[Records from a collection]
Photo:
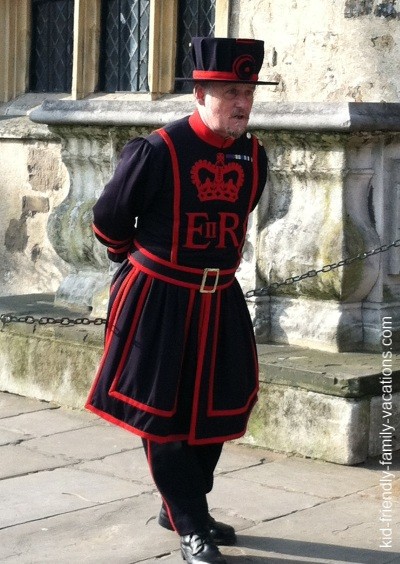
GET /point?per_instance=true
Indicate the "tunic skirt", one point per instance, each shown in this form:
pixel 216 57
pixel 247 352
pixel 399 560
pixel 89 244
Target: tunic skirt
pixel 180 360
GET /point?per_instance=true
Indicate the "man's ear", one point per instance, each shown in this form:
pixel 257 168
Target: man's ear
pixel 199 93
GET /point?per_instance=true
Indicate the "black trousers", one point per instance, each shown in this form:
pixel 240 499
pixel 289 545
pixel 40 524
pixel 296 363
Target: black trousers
pixel 184 475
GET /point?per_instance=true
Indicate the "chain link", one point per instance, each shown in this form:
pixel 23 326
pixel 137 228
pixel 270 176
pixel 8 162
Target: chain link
pixel 7 318
pixel 265 290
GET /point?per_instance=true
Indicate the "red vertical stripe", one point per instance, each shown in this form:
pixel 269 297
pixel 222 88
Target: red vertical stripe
pixel 177 194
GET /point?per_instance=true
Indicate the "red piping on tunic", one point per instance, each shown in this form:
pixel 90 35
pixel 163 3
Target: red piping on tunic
pixel 204 323
pixel 107 239
pixel 118 395
pixel 177 194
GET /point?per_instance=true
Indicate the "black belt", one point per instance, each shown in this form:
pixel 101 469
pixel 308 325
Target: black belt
pixel 205 280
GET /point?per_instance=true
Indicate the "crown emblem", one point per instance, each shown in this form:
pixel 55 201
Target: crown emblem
pixel 219 181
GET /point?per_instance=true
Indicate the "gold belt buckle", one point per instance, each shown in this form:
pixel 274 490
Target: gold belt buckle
pixel 206 272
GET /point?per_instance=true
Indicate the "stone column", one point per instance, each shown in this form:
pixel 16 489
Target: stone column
pixel 327 199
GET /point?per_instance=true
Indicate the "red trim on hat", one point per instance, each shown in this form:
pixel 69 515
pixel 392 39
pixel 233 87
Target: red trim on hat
pixel 219 75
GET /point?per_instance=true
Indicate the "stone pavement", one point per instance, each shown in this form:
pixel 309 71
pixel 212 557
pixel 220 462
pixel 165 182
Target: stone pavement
pixel 75 489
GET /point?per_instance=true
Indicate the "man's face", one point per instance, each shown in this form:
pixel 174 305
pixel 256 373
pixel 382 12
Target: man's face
pixel 225 106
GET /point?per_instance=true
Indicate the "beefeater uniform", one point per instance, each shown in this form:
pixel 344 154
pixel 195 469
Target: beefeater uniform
pixel 180 361
pixel 180 364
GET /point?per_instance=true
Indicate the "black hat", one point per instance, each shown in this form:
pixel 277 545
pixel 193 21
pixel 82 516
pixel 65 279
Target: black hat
pixel 227 59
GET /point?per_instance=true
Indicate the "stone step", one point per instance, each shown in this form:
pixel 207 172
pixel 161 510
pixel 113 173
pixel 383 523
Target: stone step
pixel 339 407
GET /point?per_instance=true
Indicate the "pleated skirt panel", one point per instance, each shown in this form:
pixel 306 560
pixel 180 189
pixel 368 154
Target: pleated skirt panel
pixel 177 364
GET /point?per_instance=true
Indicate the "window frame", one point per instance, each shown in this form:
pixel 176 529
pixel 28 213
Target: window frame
pixel 15 46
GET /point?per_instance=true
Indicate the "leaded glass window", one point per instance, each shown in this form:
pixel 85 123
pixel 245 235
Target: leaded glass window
pixel 125 45
pixel 195 18
pixel 52 45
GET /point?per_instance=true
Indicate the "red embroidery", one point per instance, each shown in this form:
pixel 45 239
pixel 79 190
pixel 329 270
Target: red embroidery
pixel 201 231
pixel 217 181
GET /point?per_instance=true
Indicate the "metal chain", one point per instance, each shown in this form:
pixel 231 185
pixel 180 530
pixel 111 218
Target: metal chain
pixel 265 290
pixel 6 318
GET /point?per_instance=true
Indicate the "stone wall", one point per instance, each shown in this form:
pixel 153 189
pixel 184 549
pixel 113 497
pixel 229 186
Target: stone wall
pixel 33 180
pixel 325 50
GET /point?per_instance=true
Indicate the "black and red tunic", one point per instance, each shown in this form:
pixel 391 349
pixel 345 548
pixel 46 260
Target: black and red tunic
pixel 180 360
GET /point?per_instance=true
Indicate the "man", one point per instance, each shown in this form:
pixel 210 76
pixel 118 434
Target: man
pixel 180 364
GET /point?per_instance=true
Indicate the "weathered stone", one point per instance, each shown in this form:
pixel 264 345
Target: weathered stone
pixel 385 423
pixel 314 425
pixel 35 204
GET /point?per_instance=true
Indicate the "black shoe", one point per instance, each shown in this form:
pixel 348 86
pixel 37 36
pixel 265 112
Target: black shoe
pixel 220 532
pixel 199 547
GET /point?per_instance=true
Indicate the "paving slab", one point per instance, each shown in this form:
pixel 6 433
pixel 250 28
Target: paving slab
pixel 44 494
pixel 336 531
pixel 86 443
pixel 16 460
pixel 262 503
pixel 46 422
pixel 76 489
pixel 128 465
pixel 119 532
pixel 311 477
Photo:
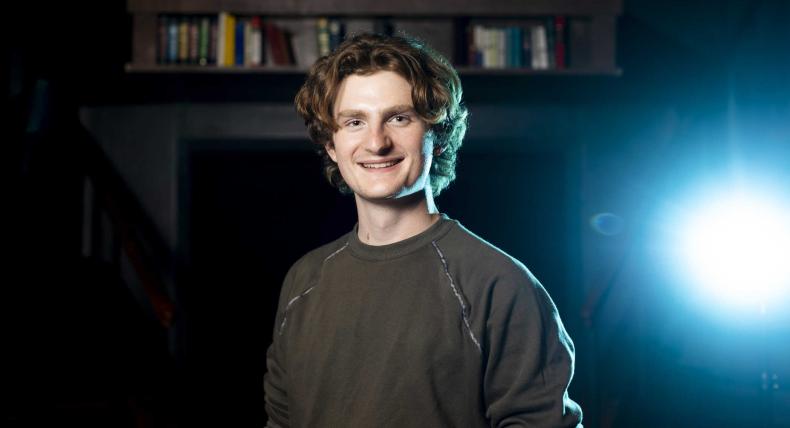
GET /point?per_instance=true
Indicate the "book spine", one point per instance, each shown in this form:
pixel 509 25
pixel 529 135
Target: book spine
pixel 230 40
pixel 172 40
pixel 322 30
pixel 240 43
pixel 161 39
pixel 222 22
pixel 204 34
pixel 255 41
pixel 560 42
pixel 539 48
pixel 194 34
pixel 273 41
pixel 335 33
pixel 550 54
pixel 526 47
pixel 518 52
pixel 183 40
pixel 212 41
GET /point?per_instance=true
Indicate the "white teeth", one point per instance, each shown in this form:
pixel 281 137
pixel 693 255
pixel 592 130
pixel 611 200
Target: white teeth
pixel 380 165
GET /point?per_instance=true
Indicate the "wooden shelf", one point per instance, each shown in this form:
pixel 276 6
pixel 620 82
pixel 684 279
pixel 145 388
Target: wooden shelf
pixel 446 8
pixel 296 70
pixel 591 44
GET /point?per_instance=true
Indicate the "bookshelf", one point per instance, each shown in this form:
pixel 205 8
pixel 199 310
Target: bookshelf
pixel 587 35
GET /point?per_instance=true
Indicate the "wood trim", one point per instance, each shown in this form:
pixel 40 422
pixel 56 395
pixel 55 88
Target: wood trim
pixel 367 7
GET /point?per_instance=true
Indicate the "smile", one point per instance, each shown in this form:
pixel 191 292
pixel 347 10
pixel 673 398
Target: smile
pixel 381 164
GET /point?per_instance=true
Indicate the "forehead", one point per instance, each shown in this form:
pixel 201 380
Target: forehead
pixel 374 92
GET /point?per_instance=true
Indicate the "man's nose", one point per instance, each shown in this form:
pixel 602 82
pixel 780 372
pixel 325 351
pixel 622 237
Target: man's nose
pixel 379 140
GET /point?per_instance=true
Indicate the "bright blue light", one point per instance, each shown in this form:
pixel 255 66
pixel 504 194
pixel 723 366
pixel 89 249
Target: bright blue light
pixel 736 248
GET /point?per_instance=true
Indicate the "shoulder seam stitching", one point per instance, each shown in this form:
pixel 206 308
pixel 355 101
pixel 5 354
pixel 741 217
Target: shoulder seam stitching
pixel 306 292
pixel 464 308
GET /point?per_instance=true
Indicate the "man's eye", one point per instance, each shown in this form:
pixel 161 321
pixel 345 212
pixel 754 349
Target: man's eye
pixel 401 119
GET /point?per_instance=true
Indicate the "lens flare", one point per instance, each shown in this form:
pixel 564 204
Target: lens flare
pixel 738 249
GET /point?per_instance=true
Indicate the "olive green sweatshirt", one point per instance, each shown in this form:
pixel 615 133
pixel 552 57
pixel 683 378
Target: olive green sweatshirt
pixel 439 330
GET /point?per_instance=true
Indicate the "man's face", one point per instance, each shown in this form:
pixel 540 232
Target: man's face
pixel 381 146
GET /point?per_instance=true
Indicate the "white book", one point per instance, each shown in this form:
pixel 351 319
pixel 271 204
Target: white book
pixel 303 35
pixel 221 23
pixel 540 48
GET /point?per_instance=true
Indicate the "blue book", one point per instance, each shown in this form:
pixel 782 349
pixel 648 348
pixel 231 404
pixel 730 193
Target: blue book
pixel 239 54
pixel 518 52
pixel 172 41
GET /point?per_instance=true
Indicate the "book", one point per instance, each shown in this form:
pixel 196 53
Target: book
pixel 437 33
pixel 336 33
pixel 322 29
pixel 194 31
pixel 302 37
pixel 204 34
pixel 212 41
pixel 276 42
pixel 222 22
pixel 560 42
pixel 255 47
pixel 230 40
pixel 183 40
pixel 161 39
pixel 240 41
pixel 540 58
pixel 356 26
pixel 550 54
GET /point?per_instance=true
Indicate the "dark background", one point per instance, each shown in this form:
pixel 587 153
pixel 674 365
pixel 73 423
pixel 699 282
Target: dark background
pixel 703 96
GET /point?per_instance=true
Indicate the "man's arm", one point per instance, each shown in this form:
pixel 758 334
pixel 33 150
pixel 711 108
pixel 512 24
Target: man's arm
pixel 273 385
pixel 529 361
pixel 274 381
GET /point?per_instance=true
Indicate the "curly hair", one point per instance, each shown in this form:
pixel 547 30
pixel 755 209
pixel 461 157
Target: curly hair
pixel 436 94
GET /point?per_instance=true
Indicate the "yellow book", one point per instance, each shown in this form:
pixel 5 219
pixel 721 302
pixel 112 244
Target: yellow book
pixel 230 40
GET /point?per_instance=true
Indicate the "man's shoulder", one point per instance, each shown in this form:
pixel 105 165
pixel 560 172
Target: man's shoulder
pixel 467 253
pixel 305 270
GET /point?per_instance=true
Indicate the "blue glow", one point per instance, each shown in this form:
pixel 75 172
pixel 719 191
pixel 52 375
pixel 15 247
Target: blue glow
pixel 732 248
pixel 607 224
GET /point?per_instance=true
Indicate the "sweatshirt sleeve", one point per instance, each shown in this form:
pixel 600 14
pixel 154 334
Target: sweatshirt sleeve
pixel 274 381
pixel 529 358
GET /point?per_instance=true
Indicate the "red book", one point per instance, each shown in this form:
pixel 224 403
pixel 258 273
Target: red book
pixel 275 39
pixel 560 50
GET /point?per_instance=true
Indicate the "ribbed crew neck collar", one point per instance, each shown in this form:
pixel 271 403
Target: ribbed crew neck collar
pixel 401 248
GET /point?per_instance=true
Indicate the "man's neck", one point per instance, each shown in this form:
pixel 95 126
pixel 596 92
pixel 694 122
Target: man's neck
pixel 382 223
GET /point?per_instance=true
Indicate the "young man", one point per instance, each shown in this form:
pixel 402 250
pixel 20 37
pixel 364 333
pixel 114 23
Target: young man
pixel 409 320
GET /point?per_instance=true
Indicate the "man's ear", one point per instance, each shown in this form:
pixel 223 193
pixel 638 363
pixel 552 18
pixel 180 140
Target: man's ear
pixel 329 146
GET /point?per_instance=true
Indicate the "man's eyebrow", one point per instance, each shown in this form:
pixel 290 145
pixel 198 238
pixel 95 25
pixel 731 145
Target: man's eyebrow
pixel 401 108
pixel 389 111
pixel 351 113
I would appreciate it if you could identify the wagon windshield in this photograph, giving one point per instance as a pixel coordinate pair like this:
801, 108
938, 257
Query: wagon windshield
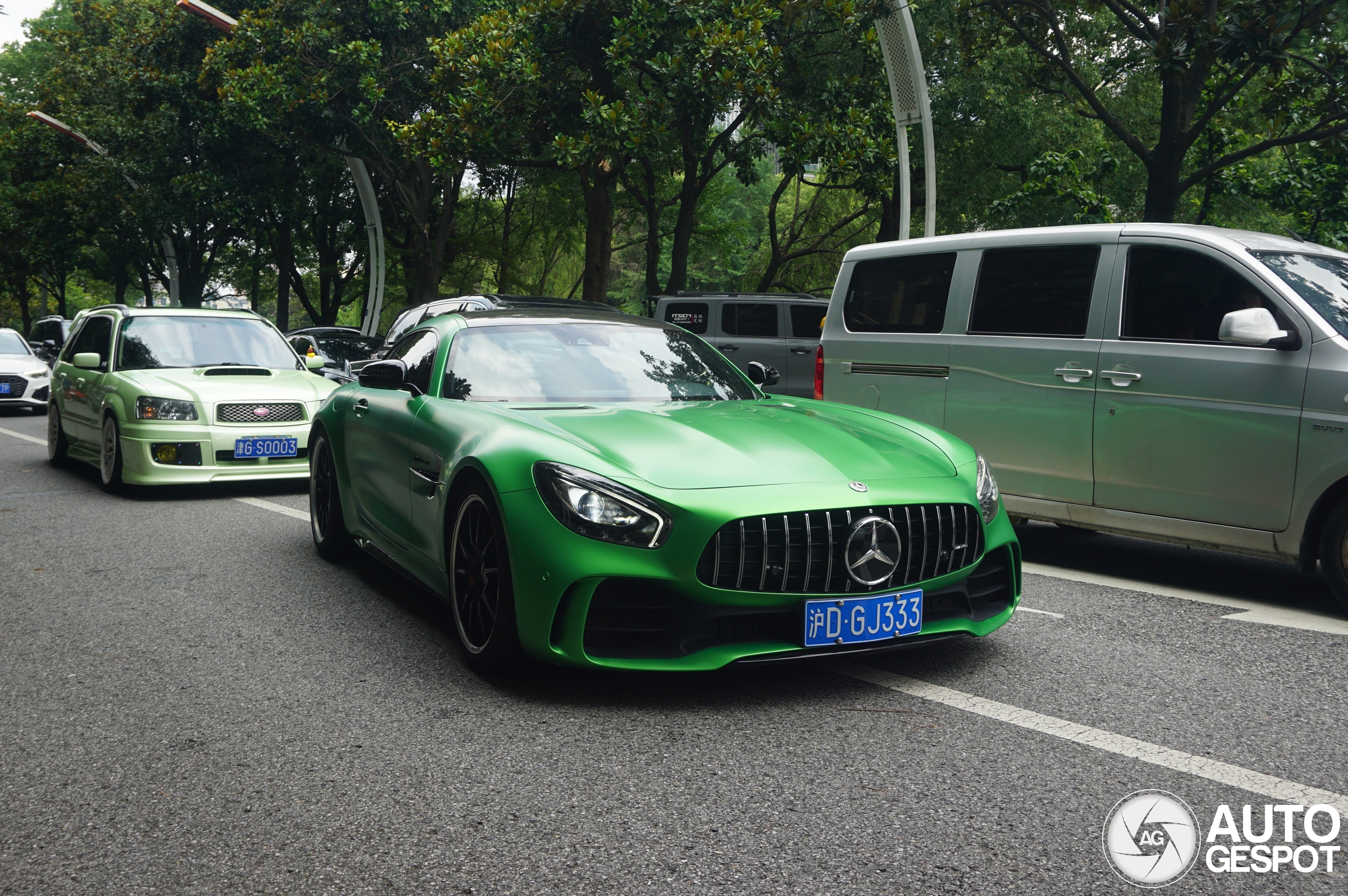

▸ Instructions for the task:
Copy word for word the stretch of entries above from the line that has "pixel 392 39" through the line that has "pixel 344 154", both ends included, and nothing outside it.

▸ Exercise solution:
pixel 392 39
pixel 233 87
Target: red trim on hat
pixel 219 75
GET /point?per_instance=true
Indicate the "stone pavement", one point per instance, each shown in this form:
pixel 309 71
pixel 212 557
pixel 220 462
pixel 165 182
Target: stone pavement
pixel 75 489
GET /point?per_instance=true
Indicate the "man's face", one point per instance, each shown in this form:
pixel 174 305
pixel 256 373
pixel 382 12
Target: man's face
pixel 225 106
GET /point?per_instance=true
Indicate the "beefeater uniform", one point per instance, each shown in this form:
pixel 344 154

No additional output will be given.